We reported on this plan last week, observing that its details were secret. They still are. Reps. John Kline (R-Minn.) and George Miller (D-Martinez) [??], the chairman and ranking Democrat on the House Committee on Education and the Workforce, told reporters on a conference call late Tuesday that the measure is being passed over to the House Rules Committee, which will move it as an amendment to an omnibus spending bill, as early as Wednesday. Senate action will follow, presumably no later than Thursday, when Congress departs for vacation.
The proposal is aimed at multiemployer pension plans, which are generally negotiated by a union to cover employees of all companies in a given industry. About 1,400 such plans cover about 10 million workers, according to the Pension Rights Center. About 150 to 200 of the plans, covering 1.5 million workers, are seriously underfunded and could run out of money sometime during the next 20 years.
The congressional proposal allows trustees of those plans to slash benefits sharply for retirees to give the plans a longer lease on life. It requires a vote of approval by active workers and retirees before that could be done -- but some pension advocates say that would only pit workers against retirees, with the latter coming out poorer.
Nothing Kline or Miller said Tuesday makes the plan sound much better. Asked why it's so urgent to pass a historic change in federal labor law in the final hours of a congressional session, without exposing the details to public view, much less to public hearings, they said that many of the affected pension plans are within a few years of insolvency.
"We could push now and get this done," Kline said, "or kick the can down the road and lose weeks and months. For some plans, their financial situation gets worse constantly."
Added Miller: "This may mean some benefit cuts, but it may mean a plan will last another decade or even longer." He and Kline said there would be protections for retirees who are disabled or 75 or older, but they offered few specifics beyond a sketchy fact sheet.

[Collected data]
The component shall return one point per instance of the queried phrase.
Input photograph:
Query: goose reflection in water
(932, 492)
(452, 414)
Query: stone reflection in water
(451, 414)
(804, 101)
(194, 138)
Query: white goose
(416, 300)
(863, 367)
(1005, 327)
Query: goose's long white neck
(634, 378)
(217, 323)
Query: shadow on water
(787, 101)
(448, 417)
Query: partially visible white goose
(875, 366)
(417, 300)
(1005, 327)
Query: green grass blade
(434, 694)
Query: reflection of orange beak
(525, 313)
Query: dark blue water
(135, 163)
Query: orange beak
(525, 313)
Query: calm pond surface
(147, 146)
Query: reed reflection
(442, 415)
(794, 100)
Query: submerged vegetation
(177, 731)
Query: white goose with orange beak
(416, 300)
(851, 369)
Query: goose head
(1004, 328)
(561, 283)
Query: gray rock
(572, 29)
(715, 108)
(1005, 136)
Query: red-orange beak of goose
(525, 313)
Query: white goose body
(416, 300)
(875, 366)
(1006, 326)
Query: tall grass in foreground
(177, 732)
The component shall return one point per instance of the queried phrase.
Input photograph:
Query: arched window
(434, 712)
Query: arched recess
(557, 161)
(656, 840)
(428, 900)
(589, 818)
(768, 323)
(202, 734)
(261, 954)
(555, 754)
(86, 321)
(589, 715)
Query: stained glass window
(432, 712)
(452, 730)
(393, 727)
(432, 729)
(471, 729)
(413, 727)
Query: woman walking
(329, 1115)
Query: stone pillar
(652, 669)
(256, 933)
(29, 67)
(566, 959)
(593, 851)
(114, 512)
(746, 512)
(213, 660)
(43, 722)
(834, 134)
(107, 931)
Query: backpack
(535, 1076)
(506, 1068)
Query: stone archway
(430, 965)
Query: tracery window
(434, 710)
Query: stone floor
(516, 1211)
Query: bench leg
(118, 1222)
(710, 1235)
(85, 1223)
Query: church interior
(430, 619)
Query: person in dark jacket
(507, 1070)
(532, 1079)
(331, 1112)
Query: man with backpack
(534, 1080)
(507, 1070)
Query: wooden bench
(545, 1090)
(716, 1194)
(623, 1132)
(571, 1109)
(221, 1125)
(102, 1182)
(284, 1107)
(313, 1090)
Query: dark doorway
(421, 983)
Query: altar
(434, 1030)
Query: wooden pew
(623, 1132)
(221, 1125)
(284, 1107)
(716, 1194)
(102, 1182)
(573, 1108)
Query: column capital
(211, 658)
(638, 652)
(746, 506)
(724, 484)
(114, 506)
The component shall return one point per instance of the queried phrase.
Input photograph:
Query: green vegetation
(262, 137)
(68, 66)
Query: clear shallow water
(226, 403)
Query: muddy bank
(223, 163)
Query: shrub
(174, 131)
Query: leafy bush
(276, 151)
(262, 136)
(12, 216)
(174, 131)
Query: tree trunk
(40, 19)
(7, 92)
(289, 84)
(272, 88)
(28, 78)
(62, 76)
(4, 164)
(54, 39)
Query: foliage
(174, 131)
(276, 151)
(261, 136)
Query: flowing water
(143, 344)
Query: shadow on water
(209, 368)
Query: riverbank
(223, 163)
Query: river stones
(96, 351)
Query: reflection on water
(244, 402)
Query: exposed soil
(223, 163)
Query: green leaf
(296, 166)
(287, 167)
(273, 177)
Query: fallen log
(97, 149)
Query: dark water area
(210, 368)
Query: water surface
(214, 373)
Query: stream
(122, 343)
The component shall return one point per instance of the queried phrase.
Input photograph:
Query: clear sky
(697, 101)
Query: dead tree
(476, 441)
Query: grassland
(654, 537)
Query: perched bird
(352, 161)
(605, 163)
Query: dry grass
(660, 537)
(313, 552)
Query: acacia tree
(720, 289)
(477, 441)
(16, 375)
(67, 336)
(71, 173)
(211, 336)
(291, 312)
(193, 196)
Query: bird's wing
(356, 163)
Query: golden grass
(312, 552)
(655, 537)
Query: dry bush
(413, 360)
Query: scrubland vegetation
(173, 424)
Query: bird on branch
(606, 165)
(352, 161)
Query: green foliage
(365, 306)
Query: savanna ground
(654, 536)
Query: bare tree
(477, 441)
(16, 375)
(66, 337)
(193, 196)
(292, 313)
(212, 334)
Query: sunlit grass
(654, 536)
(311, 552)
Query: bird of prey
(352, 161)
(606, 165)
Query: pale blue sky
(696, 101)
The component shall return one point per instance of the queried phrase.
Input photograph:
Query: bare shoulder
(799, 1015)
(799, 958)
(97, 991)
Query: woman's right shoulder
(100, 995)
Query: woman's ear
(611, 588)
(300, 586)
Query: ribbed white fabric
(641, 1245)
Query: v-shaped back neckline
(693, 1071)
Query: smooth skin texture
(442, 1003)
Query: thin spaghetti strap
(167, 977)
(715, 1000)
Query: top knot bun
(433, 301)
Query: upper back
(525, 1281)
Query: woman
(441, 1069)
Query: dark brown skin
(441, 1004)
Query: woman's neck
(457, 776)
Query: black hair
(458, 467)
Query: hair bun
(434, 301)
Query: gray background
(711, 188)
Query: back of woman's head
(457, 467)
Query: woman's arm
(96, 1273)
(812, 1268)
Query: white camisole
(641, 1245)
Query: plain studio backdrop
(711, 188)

=== CHALLENGE ===
Retype the pension proposal article above in full, word for word.

=== ANSWER FOR THE TASK ===
We reported on this plan last week, observing that its details were secret. They still are. Reps. John Kline (R-Minn.) and George Miller (D-Martinez) [??], the chairman and ranking Democrat on the House Committee on Education and the Workforce, told reporters on a conference call late Tuesday that the measure is being passed over to the House Rules Committee, which will move it as an amendment to an omnibus spending bill, as early as Wednesday. Senate action will follow, presumably no later than Thursday, when Congress departs for vacation.
The proposal is aimed at multiemployer pension plans, which are generally negotiated by a union to cover employees of all companies in a given industry. About 1,400 such plans cover about 10 million workers, according to the Pension Rights Center. About 150 to 200 of the plans, covering 1.5 million workers, are seriously underfunded and could run out of money sometime during the next 20 years.
The congressional proposal allows trustees of those plans to slash benefits sharply for retirees to give the plans a longer lease on life. It requires a vote of approval by active workers and retirees before that could be done -- but some pension advocates say that would only pit workers against retirees, with the latter coming out poorer.
Nothing Kline or Miller said Tuesday makes the plan sound much better. Asked why it's so urgent to pass a historic change in federal labor law in the final hours of a congressional session, without exposing the details to public view, much less to public hearings, they said that many of the affected pension plans are within a few years of insolvency.
"We could push now and get this done," Kline said, "or kick the can down the road and lose weeks and months. For some plans, their financial situation gets worse constantly."
Added Miller: "This may mean some benefit cuts, but it may mean a plan will last another decade or even longer." He and Kline said there would be protections for retirees who are disabled or 75 or older, but they offered few specifics beyond a sketchy fact sheet.